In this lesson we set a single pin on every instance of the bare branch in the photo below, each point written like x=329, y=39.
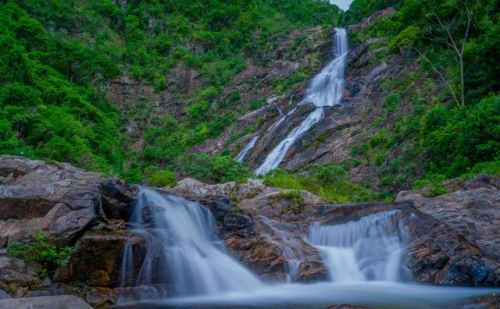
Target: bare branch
x=452, y=41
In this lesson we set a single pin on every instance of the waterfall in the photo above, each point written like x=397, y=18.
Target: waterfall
x=184, y=252
x=241, y=156
x=367, y=249
x=325, y=89
x=275, y=157
x=190, y=256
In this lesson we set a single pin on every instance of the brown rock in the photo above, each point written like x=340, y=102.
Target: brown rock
x=57, y=199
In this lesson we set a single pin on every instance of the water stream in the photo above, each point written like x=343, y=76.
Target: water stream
x=364, y=258
x=325, y=89
x=368, y=249
x=241, y=156
x=192, y=258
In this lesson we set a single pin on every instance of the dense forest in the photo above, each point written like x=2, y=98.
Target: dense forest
x=58, y=59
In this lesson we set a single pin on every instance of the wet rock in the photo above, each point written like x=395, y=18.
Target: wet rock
x=17, y=273
x=4, y=295
x=96, y=259
x=456, y=236
x=45, y=302
x=57, y=199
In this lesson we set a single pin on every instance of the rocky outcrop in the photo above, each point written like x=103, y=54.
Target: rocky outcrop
x=80, y=208
x=252, y=230
x=55, y=198
x=45, y=302
x=453, y=237
x=457, y=239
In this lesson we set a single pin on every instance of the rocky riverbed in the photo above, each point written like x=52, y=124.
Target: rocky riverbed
x=454, y=238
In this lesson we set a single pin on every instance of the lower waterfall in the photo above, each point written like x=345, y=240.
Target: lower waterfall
x=192, y=258
x=364, y=258
x=365, y=250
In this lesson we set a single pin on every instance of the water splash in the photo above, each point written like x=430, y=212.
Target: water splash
x=241, y=156
x=364, y=250
x=277, y=155
x=188, y=253
x=325, y=89
x=183, y=249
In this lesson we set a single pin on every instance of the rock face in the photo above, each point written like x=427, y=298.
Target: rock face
x=81, y=208
x=254, y=231
x=453, y=237
x=57, y=199
x=457, y=240
x=45, y=302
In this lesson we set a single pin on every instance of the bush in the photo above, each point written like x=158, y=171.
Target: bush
x=218, y=169
x=162, y=179
x=294, y=197
x=47, y=252
x=331, y=183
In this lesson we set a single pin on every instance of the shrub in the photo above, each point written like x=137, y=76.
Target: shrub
x=43, y=250
x=162, y=179
x=217, y=169
x=294, y=197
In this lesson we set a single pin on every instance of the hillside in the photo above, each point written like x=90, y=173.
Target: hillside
x=157, y=91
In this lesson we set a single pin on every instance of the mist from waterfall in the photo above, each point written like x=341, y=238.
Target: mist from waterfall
x=325, y=89
x=241, y=156
x=189, y=254
x=364, y=258
x=368, y=249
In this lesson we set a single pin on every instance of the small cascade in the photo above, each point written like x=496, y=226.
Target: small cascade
x=365, y=250
x=241, y=156
x=325, y=89
x=275, y=157
x=182, y=249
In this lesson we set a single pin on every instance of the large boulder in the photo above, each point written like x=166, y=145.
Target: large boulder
x=453, y=237
x=45, y=302
x=55, y=198
x=457, y=238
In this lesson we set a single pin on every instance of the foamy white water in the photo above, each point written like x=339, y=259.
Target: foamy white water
x=325, y=89
x=205, y=275
x=193, y=259
x=241, y=156
x=275, y=157
x=367, y=249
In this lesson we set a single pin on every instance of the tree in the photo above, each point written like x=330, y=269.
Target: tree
x=456, y=42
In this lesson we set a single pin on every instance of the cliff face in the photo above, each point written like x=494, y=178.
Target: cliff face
x=345, y=127
x=452, y=238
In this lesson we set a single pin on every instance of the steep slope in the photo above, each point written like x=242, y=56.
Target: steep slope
x=400, y=119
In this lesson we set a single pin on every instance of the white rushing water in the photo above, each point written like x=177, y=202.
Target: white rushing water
x=241, y=156
x=364, y=250
x=275, y=157
x=325, y=89
x=193, y=259
x=184, y=250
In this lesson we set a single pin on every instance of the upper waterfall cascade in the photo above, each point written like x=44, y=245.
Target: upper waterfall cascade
x=325, y=89
x=241, y=156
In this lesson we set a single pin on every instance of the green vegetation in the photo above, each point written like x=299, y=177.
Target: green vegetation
x=450, y=124
x=294, y=198
x=57, y=58
x=331, y=183
x=162, y=179
x=43, y=250
x=439, y=120
x=214, y=169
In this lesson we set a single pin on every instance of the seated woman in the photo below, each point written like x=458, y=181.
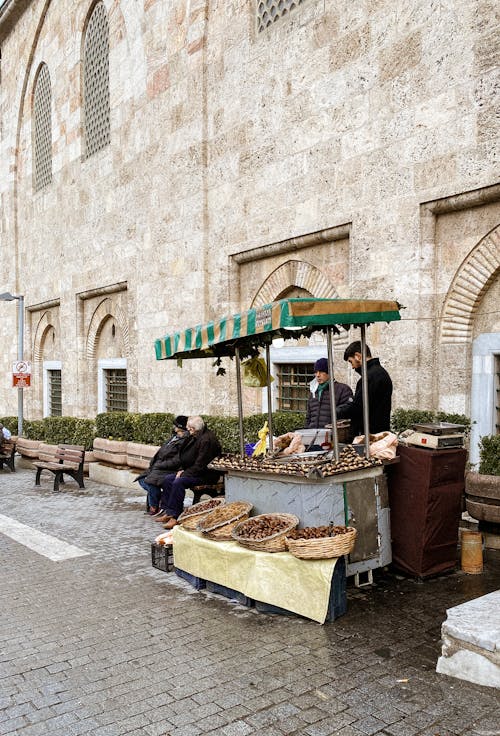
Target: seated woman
x=164, y=461
x=200, y=449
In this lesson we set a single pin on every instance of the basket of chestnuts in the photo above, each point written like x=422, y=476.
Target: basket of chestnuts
x=321, y=542
x=265, y=532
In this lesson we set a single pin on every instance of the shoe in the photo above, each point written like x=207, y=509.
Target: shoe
x=170, y=524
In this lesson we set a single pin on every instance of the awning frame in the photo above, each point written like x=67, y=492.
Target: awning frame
x=243, y=335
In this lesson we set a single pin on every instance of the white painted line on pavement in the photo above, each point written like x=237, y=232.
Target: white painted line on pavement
x=43, y=544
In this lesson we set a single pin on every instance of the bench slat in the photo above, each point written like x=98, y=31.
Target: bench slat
x=67, y=459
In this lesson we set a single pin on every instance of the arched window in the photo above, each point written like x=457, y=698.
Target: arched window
x=96, y=107
x=42, y=130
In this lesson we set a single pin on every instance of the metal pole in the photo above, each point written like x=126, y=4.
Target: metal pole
x=240, y=400
x=364, y=388
x=269, y=400
x=20, y=356
x=333, y=403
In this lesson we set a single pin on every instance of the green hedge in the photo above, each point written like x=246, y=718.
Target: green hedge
x=155, y=427
x=61, y=430
x=10, y=423
x=489, y=455
x=402, y=419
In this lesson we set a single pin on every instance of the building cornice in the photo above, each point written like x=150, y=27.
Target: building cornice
x=10, y=12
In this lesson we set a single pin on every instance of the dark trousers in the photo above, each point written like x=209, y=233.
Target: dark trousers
x=174, y=491
x=154, y=493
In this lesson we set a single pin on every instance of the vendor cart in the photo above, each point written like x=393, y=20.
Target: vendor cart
x=359, y=498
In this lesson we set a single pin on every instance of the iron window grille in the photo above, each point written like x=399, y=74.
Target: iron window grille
x=497, y=394
x=96, y=103
x=293, y=386
x=55, y=393
x=270, y=11
x=42, y=130
x=116, y=389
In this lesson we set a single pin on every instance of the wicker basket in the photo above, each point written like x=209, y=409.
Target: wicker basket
x=323, y=548
x=275, y=542
x=192, y=515
x=218, y=524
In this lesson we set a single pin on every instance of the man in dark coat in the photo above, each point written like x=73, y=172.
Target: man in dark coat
x=318, y=407
x=201, y=448
x=379, y=392
x=164, y=461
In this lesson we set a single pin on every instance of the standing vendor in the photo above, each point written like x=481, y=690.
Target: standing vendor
x=319, y=412
x=379, y=392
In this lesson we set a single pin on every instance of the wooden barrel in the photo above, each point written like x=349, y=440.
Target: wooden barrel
x=472, y=552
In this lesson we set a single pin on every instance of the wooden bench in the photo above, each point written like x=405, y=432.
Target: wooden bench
x=67, y=460
x=206, y=489
x=7, y=452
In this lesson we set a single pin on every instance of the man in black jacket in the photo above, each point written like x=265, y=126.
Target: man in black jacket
x=318, y=407
x=379, y=393
x=201, y=448
x=164, y=461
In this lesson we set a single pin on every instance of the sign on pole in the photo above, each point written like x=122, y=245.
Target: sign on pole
x=21, y=374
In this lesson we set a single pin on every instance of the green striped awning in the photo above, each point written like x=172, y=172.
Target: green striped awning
x=259, y=326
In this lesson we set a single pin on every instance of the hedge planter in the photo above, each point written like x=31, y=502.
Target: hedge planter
x=482, y=497
x=28, y=448
x=139, y=456
x=111, y=452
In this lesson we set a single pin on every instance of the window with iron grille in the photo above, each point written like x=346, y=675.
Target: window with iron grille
x=269, y=11
x=293, y=386
x=55, y=394
x=42, y=130
x=116, y=389
x=497, y=394
x=96, y=104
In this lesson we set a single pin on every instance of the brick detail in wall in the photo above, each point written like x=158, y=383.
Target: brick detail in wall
x=472, y=280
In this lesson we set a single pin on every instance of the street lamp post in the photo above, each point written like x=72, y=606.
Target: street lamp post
x=8, y=297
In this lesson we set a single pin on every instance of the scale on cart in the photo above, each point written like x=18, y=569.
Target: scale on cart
x=435, y=435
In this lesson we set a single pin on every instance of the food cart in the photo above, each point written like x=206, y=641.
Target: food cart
x=354, y=495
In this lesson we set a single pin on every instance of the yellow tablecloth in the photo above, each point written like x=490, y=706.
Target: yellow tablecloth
x=277, y=578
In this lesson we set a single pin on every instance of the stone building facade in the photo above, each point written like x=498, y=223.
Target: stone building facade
x=165, y=162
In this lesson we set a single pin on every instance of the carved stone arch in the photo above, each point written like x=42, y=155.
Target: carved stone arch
x=43, y=326
x=105, y=310
x=294, y=273
x=471, y=281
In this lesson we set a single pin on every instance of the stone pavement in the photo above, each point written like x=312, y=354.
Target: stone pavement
x=104, y=644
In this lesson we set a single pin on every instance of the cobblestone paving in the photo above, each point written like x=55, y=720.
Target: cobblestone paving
x=106, y=645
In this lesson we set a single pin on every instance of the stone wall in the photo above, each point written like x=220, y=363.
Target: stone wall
x=231, y=150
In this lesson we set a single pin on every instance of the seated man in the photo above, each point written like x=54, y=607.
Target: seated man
x=4, y=433
x=164, y=461
x=200, y=449
x=379, y=392
x=319, y=411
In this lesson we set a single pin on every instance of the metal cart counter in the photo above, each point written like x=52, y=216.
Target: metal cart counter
x=357, y=498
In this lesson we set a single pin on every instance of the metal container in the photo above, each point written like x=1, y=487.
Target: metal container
x=439, y=428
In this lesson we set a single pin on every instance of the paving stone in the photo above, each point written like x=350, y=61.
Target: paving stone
x=143, y=653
_ _ _ _
YOUR GOAL: Reproduce every line of the material above that has the string "below".

OUTPUT:
In this lesson we set a single pin on every instance of the bare branch in the photo below, each point written like x=329, y=39.
In this lesson we set a single pin on every instance of the seated woman in the photo below, each point written like x=458, y=181.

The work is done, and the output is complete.